Provided data.
┌────────

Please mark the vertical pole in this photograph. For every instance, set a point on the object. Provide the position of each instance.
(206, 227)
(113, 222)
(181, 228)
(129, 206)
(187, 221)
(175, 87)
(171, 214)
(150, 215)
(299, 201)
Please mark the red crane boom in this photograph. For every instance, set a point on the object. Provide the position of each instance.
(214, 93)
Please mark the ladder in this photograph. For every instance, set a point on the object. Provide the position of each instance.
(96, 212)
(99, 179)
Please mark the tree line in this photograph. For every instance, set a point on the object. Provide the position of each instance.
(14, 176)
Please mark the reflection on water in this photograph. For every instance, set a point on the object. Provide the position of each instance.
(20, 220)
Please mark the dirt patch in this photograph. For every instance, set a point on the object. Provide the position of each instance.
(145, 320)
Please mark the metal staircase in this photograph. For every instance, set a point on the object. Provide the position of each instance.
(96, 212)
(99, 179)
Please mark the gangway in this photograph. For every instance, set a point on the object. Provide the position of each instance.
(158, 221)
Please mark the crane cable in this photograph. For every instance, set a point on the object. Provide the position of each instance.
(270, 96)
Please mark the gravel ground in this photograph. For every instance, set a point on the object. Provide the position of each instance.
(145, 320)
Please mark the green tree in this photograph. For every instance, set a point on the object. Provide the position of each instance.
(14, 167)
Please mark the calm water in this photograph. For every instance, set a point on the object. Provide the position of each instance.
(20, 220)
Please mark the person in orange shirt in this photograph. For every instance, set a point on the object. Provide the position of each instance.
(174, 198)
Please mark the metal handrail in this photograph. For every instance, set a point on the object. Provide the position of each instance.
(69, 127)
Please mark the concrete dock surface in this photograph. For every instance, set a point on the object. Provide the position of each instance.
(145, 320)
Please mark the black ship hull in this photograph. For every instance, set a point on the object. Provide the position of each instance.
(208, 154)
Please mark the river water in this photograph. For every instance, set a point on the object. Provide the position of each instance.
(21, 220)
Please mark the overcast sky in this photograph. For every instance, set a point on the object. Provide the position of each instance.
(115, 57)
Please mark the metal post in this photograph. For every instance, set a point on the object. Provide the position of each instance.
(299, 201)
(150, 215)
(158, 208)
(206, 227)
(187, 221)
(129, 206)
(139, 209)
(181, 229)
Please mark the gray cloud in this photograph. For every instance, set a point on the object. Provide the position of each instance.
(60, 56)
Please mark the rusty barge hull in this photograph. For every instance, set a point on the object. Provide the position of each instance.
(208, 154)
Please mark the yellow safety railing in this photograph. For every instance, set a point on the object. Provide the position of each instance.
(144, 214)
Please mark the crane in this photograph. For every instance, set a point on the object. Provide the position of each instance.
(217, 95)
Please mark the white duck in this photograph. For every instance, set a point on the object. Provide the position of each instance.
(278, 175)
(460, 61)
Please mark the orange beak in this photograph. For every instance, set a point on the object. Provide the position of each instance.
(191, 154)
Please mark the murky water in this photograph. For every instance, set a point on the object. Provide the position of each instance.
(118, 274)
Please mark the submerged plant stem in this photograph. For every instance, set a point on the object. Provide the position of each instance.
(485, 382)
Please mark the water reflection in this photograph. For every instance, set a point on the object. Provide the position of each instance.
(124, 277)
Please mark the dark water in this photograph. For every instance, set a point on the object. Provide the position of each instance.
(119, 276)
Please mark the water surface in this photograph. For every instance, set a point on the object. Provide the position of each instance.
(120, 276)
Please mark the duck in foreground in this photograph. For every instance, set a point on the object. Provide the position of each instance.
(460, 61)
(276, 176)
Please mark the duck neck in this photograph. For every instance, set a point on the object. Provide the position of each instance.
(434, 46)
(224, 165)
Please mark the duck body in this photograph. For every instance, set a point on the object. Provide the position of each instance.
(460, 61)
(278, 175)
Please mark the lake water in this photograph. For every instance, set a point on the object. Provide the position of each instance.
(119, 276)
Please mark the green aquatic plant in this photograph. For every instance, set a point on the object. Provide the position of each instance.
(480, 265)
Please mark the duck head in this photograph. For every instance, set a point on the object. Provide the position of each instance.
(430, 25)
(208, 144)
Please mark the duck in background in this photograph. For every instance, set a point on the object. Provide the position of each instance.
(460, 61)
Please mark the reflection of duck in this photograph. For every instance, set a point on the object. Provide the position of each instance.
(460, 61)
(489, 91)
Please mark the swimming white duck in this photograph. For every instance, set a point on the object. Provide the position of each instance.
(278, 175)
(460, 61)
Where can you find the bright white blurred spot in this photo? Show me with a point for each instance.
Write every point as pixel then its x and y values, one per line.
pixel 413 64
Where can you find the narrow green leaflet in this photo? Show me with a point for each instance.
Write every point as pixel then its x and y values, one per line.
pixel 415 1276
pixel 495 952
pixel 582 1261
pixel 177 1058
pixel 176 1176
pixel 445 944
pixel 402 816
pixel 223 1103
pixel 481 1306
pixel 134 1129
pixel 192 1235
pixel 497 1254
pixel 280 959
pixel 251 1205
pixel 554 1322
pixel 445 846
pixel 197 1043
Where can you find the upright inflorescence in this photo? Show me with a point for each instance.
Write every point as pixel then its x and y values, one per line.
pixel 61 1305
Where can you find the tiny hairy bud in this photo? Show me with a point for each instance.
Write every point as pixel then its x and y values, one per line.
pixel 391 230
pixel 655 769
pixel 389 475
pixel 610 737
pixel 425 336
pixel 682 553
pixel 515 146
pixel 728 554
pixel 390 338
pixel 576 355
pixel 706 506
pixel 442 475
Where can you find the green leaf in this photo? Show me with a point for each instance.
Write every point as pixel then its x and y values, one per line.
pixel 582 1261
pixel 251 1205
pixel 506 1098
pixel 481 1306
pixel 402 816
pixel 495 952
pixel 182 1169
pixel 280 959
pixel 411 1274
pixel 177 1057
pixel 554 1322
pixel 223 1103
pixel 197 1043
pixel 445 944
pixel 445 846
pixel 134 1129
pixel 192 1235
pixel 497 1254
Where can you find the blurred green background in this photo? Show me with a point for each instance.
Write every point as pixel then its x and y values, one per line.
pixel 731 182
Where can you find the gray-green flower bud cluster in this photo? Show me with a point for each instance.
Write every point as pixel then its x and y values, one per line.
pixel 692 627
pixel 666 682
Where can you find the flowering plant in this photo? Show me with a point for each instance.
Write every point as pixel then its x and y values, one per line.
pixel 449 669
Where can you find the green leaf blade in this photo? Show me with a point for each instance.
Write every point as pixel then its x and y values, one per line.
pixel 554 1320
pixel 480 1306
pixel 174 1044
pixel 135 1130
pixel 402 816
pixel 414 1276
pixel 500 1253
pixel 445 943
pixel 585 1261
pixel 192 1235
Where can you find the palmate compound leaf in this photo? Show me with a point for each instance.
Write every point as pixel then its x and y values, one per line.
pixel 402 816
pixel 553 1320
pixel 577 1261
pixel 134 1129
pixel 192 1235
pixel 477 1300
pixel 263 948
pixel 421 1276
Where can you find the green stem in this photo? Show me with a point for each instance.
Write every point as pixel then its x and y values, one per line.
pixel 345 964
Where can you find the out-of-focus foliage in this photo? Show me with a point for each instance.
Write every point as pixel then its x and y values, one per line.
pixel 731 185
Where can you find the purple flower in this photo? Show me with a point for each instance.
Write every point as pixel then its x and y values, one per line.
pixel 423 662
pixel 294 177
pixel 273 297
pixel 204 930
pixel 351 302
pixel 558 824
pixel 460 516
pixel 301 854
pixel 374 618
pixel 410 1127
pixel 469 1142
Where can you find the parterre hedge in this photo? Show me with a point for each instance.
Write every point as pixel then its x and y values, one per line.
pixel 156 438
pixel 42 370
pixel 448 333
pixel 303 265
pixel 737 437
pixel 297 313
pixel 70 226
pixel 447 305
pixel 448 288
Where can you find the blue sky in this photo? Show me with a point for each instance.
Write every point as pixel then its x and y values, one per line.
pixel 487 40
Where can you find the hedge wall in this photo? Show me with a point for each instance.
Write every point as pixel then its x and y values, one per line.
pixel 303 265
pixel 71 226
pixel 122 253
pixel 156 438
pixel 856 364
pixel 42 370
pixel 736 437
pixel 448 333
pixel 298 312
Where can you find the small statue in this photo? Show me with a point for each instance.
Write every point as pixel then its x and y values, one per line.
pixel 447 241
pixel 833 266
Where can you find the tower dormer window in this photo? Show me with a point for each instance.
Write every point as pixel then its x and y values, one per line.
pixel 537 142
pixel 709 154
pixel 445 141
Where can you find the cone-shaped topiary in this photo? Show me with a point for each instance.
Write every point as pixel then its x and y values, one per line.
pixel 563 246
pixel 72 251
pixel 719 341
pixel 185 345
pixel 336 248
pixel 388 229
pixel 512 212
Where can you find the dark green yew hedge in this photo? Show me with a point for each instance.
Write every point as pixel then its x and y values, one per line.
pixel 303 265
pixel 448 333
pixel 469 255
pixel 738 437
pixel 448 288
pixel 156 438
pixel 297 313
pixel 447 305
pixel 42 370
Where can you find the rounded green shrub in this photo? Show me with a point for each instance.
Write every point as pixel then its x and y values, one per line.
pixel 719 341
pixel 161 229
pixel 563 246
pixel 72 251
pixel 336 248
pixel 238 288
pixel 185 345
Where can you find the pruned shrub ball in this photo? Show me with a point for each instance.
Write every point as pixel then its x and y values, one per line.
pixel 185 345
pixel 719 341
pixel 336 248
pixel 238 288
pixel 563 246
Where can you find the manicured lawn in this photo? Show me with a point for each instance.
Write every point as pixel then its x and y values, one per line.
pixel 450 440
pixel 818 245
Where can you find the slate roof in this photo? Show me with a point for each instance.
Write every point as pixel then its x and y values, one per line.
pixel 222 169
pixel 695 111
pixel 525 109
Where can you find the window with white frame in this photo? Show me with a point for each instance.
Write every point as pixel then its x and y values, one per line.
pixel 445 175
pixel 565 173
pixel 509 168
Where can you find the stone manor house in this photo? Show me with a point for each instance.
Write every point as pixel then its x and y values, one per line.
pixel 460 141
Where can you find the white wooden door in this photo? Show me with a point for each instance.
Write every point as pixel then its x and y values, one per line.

└────────

Work instructions.
Your answer should hold every line of the entries that contains the string "blurred".

Result.
Where can you find the bright white blurred spot in this photo? Show me with a point for each instance.
Where can you find the blurred green background in this photo? Show me with a point for each instance.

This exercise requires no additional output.